__What is needed__
Continue the passage below on the human need for connection, starting right after its last sentence.

The need of connection -scientists say- is an evolutionary necessity. We need to connect with others. That’s probably why, in the past we created these very large communities, to help each other raising kids and doing stuff. Today we live more separately, and those large communities are not so, especially in big cities. Several things that used to be granted by the family are now provided by the state, or by other types of communities. And of course, we are permanently connecting online. But is it enough?
What does it mean to connect nowadays? What does it mean for each of us personally? How do we feel when this evolutionary need is not met, which happens increasingly as more people live on their own? And of course, now due to the pandemic much much more. From an existential point of view, it’s like we need to draw a line somewhere, between dependence and independence, which basically can mean our belonging to a group or not. And belonging to what extent?

__Extracted data__
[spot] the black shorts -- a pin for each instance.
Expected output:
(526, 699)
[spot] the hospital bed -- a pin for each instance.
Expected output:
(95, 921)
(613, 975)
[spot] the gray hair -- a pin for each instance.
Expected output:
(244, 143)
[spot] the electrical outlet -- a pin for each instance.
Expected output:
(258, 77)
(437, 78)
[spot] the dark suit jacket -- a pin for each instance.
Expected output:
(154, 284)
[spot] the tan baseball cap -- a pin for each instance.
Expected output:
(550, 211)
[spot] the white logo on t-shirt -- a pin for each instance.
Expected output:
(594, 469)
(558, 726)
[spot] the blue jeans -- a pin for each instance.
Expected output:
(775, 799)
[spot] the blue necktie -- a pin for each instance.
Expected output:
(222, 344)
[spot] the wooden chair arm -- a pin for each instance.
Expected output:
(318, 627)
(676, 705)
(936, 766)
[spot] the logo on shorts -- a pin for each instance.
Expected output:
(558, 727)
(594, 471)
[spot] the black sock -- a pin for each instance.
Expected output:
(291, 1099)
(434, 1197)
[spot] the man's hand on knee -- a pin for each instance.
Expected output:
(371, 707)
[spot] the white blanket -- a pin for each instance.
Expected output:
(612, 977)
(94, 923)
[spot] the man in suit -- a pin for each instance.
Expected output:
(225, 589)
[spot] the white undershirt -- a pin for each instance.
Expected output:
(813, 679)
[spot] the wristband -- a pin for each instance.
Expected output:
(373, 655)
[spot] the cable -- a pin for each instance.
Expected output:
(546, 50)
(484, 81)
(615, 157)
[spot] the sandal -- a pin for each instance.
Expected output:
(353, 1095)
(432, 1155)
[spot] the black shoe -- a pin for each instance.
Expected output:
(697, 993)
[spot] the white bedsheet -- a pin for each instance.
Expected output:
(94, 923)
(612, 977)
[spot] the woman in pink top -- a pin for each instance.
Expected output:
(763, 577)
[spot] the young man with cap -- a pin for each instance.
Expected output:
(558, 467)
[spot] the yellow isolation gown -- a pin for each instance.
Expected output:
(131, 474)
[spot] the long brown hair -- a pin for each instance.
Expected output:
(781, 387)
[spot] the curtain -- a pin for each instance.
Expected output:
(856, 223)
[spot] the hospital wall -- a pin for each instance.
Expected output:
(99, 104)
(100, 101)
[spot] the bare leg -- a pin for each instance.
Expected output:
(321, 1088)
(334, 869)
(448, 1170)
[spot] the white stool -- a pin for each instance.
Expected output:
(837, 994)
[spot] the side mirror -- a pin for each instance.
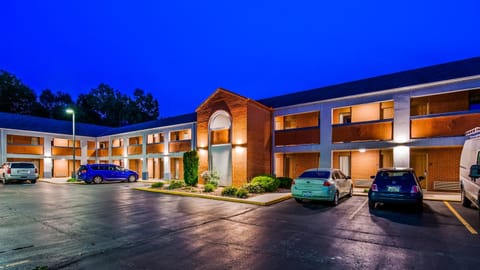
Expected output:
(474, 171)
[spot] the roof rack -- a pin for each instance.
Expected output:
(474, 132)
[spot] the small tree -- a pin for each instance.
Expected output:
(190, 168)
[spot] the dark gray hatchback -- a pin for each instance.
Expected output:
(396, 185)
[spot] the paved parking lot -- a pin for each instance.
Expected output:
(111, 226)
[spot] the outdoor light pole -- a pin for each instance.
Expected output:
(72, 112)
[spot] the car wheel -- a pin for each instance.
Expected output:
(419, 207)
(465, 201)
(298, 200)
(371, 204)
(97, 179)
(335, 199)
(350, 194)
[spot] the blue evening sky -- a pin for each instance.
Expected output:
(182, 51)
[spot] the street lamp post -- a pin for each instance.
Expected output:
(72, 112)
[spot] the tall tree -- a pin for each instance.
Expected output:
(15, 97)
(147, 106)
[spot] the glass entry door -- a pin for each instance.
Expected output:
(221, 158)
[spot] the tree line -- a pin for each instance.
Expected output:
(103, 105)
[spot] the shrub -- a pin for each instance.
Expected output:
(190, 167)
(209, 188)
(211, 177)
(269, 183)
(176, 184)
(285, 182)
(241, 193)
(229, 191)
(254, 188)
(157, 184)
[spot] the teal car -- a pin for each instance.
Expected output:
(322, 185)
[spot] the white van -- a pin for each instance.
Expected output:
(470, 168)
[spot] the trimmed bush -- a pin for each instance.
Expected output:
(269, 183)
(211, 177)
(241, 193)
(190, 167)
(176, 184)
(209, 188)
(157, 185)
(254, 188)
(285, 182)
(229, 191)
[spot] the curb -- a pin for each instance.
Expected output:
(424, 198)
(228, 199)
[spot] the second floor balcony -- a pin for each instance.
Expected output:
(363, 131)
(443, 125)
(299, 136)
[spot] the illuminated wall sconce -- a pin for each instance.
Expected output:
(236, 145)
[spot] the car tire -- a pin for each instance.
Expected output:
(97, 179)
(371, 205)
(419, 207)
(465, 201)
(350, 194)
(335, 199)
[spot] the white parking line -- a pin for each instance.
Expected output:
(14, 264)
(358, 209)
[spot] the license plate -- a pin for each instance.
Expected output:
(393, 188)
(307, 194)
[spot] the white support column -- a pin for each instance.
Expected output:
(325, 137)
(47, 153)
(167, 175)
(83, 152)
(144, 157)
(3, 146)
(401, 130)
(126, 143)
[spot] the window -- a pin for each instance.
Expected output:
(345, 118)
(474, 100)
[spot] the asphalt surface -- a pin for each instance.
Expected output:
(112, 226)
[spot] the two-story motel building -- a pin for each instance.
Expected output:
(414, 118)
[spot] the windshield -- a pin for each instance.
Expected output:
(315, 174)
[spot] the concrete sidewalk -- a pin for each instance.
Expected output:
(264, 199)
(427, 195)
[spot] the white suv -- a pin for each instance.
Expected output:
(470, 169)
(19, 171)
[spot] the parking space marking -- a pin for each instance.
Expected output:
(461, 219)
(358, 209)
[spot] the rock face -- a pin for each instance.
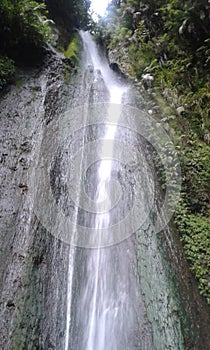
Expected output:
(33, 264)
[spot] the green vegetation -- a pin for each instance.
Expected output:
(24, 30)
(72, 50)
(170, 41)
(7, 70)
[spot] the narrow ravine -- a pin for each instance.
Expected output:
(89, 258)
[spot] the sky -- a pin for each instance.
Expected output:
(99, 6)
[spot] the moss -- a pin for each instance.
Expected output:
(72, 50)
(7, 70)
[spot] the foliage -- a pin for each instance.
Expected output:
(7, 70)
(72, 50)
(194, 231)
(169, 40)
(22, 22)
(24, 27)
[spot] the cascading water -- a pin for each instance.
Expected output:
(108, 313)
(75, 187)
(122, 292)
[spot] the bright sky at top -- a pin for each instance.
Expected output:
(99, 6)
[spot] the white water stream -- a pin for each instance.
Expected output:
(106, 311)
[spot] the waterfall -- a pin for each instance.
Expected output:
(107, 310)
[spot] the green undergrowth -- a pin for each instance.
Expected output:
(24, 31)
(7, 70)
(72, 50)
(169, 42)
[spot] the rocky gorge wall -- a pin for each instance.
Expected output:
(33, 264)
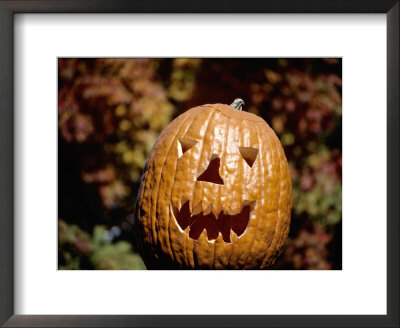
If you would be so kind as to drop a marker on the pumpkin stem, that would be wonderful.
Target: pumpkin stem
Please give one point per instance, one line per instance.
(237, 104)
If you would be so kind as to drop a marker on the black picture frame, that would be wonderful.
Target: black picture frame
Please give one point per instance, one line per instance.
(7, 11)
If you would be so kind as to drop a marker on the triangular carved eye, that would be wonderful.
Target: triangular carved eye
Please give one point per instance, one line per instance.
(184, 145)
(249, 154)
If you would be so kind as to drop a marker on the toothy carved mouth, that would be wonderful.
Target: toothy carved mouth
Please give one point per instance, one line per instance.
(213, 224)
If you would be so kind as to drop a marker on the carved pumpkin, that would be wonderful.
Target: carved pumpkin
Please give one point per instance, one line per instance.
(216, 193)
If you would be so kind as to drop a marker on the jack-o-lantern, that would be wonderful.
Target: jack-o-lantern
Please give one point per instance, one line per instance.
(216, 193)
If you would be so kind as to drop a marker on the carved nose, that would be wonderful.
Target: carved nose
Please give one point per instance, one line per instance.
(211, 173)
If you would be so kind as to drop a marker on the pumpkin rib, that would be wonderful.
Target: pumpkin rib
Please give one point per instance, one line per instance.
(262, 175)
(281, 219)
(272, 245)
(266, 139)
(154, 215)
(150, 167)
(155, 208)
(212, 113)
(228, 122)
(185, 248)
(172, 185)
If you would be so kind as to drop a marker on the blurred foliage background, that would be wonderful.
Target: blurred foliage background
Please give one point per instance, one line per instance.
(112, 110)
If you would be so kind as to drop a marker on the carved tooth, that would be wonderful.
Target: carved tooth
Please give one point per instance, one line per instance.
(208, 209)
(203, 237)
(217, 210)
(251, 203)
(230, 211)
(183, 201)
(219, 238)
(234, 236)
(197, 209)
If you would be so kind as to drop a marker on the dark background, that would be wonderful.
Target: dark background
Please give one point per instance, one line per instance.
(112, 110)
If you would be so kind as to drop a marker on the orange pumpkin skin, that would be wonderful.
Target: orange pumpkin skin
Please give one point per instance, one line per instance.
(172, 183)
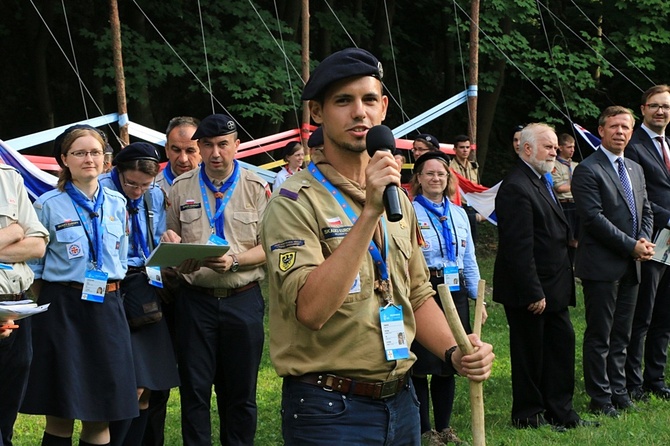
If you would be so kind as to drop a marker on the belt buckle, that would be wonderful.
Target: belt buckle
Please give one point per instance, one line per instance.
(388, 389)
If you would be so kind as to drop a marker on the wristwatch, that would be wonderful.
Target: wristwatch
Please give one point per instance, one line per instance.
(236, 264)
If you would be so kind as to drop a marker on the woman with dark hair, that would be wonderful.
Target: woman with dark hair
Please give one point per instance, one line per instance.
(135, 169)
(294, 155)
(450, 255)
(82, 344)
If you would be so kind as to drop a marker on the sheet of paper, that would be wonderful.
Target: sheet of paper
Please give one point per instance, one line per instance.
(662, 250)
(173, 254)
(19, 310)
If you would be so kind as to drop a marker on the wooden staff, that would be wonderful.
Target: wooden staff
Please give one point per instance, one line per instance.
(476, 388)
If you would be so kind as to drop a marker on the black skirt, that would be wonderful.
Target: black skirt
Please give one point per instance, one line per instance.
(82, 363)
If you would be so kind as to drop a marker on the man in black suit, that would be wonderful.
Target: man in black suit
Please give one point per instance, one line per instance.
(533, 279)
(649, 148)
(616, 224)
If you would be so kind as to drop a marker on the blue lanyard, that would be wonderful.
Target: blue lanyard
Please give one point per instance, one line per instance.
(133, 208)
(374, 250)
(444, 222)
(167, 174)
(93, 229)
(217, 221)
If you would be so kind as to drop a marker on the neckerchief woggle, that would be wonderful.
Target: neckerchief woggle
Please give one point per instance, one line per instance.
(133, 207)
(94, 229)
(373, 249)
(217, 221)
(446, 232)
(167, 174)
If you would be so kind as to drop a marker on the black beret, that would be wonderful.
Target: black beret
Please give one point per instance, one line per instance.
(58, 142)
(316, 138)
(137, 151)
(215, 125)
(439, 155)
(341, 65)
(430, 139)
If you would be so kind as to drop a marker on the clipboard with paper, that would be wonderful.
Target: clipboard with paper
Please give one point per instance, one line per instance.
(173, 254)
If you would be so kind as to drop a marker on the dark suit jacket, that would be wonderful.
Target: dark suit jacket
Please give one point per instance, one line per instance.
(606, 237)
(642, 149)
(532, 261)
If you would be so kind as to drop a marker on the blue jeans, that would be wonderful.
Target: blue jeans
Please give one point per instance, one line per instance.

__Exercise result__
Our ability to be aware of these things, these contradictions -let’s say- can sometimes make it harder. We were taught that we need to be a certain way, that we need to be coherent in all aspects of life. And then suddenly we have all these internal dialogues, these mixed feelings, these rules within ourselves that we learned from our caregivers, alongside this idea of having to find an individual dream and pursue it to be happy, alongside this pressure of having to be and act as others expect as a ticket to belong.
Connecting or not connecting, was the initial question. I will add that to answer it we need to further ask ourselves: what for? When all these mixed ideas are summoned within us, we can profit from our conscious minds and start understanding their purpose. What is to connect? What does connection give me? What does connection give my community? What happens if I disconnect? What happens when others disconnect from me? And what is the purpose for me of it all?